= Data entries =

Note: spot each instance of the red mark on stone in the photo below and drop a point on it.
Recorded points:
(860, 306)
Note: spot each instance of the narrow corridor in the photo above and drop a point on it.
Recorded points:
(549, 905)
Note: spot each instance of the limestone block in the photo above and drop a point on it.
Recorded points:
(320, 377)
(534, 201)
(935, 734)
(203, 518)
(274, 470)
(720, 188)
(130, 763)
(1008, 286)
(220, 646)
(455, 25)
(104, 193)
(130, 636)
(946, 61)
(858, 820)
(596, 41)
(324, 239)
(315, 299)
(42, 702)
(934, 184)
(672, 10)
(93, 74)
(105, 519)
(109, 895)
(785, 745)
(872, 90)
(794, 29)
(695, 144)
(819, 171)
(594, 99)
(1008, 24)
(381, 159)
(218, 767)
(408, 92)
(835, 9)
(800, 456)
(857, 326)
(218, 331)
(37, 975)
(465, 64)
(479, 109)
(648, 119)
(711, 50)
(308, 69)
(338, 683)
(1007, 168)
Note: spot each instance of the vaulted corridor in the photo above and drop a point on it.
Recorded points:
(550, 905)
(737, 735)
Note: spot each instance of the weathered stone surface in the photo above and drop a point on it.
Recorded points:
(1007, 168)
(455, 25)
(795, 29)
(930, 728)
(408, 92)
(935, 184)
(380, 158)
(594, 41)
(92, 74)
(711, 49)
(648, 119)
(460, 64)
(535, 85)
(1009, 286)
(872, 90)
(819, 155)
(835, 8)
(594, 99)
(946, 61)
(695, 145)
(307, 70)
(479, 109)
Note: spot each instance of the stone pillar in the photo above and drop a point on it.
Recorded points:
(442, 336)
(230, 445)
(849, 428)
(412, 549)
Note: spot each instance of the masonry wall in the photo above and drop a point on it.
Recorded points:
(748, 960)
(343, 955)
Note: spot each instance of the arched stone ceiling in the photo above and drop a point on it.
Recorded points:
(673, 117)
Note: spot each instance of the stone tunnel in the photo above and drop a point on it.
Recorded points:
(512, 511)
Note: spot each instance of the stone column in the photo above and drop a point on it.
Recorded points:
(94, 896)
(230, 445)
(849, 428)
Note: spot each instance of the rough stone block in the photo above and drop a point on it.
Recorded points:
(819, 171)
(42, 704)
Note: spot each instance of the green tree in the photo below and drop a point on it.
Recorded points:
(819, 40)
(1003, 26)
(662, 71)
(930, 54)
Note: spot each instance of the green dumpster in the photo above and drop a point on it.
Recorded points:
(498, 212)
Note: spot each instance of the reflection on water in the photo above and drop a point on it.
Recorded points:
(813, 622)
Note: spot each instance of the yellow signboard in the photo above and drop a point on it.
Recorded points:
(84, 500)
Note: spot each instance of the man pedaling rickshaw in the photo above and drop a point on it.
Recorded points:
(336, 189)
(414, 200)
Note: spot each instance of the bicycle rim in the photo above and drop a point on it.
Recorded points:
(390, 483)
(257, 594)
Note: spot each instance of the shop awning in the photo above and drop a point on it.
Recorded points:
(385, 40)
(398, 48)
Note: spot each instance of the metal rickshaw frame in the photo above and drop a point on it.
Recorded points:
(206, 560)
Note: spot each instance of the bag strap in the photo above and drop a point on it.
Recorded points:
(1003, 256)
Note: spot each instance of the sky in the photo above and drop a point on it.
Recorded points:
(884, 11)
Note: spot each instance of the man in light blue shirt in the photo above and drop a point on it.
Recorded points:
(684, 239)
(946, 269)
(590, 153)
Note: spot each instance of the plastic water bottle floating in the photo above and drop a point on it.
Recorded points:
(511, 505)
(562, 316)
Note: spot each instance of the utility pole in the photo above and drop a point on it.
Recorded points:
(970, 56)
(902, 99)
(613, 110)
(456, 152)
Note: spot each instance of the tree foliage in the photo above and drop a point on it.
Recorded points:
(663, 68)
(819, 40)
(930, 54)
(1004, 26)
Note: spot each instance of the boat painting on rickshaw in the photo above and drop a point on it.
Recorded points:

= Task to carry out =
Write out the data again, exactly and in full.

= Reply to the task =
Note: spot each instance of the red mark on stone in the photo below and drop a point on it.
Recorded points:
(860, 306)
Note: spot each instance of the narrow corridor in the photo above and drop a point on it.
Recorded points:
(549, 905)
Note: spot each instance of the limestone block in the photo above and drop a point on it.
Recorded points:
(320, 377)
(534, 201)
(935, 734)
(203, 518)
(274, 470)
(720, 188)
(130, 763)
(1008, 286)
(220, 646)
(455, 25)
(104, 193)
(130, 636)
(946, 61)
(858, 820)
(596, 41)
(324, 239)
(315, 299)
(42, 702)
(934, 184)
(672, 10)
(93, 74)
(105, 519)
(109, 895)
(785, 745)
(872, 90)
(794, 29)
(695, 144)
(819, 171)
(594, 99)
(1008, 24)
(381, 159)
(218, 767)
(408, 92)
(835, 9)
(800, 456)
(857, 326)
(218, 331)
(37, 975)
(465, 64)
(479, 109)
(648, 119)
(711, 50)
(308, 69)
(338, 683)
(1007, 168)
Note: spot each instance of the vaulted corridor in the photo above and drop a point on it.
Recorded points:
(550, 905)
(737, 735)
Note: spot each instance of the weathered stone surface in the photo above and drop a point on it.
Recorded points:
(1007, 168)
(455, 25)
(795, 29)
(930, 728)
(408, 92)
(935, 184)
(380, 158)
(594, 41)
(92, 74)
(711, 49)
(648, 119)
(460, 64)
(535, 85)
(1009, 286)
(872, 90)
(819, 155)
(835, 8)
(594, 99)
(946, 61)
(695, 145)
(307, 70)
(479, 109)
Note: spot each instance of the stone pillar in the photo above and drop a point on it.
Recorded points:
(442, 336)
(230, 445)
(849, 428)
(412, 549)
Note: spot each instance of the masonry wall in the photo above and drop a point on it.
Recorded points:
(748, 960)
(343, 955)
Note: spot each instance of the arched stone ceiling in the photo above and drop a point on it.
Recorded points:
(673, 117)
Note: spot each instance of the stone tunnel in the photo above and drop a point on it.
Recorded points:
(512, 511)
Note: spot each instance of the stone column in the photo above and drop a point on it.
Recorded points:
(94, 896)
(230, 445)
(849, 428)
Note: spot each instance of the rough stone block in the photo above and drop a point on it.
Recorded points:
(819, 171)
(42, 704)
Note: spot each instance of the green tree in the photo below and drop a point on it.
Recorded points:
(819, 40)
(1003, 26)
(662, 71)
(930, 54)
Note: spot each instance of the green dumpster in the photo above and drop a point on it.
Recorded points:
(498, 212)
Note: spot each instance of the reflection on water in the photo above and drop a point on it.
Recorded points:
(813, 622)
Note: spot each instance of the yellow signboard in the photo above and drop a point on it.
Recorded points:
(84, 500)
Note: spot each instance of the man pedaling rickshaw in the photo above and drop a point on it.
Recorded points:
(336, 189)
(414, 200)
Note: spot each instance of the bicycle rim in the photo above and drop a point on it.
Recorded points:
(390, 483)
(257, 594)
Note: spot each instance of the shop awning in the photo above and drop a point on it.
Recorded points:
(385, 40)
(398, 48)
Note: spot each instance of the metal rickshaw frame in the photo above and drop a point on it.
Recorded points:
(206, 560)
Note: spot each instance of the bag strap in the photo above and drop a point on it.
Recorded points:
(1003, 256)
Note: spot each instance of the sky in the photo above and drop a point on it.
Recorded points:
(884, 11)
Note: spot each instance of the man in light blue shirt in the photo above and drop a point on it.
Recorded points:
(684, 239)
(946, 269)
(590, 153)
Note: spot each instance of the plastic water bottle floating in the photo above and drop a point on it.
Recorded points:
(511, 505)
(562, 316)
Note: spot each instance of the utility pole in the photo above and drop a point on it.
Recorded points:
(970, 56)
(902, 99)
(613, 110)
(456, 152)
Note: spot each instance of the tree foliage in the photo above and drop a point on it.
Recorded points:
(663, 68)
(819, 40)
(930, 54)
(1004, 26)
Note: spot each instance of the boat painting on rickshaw in the photo above and drop a point on it.
Recorded points:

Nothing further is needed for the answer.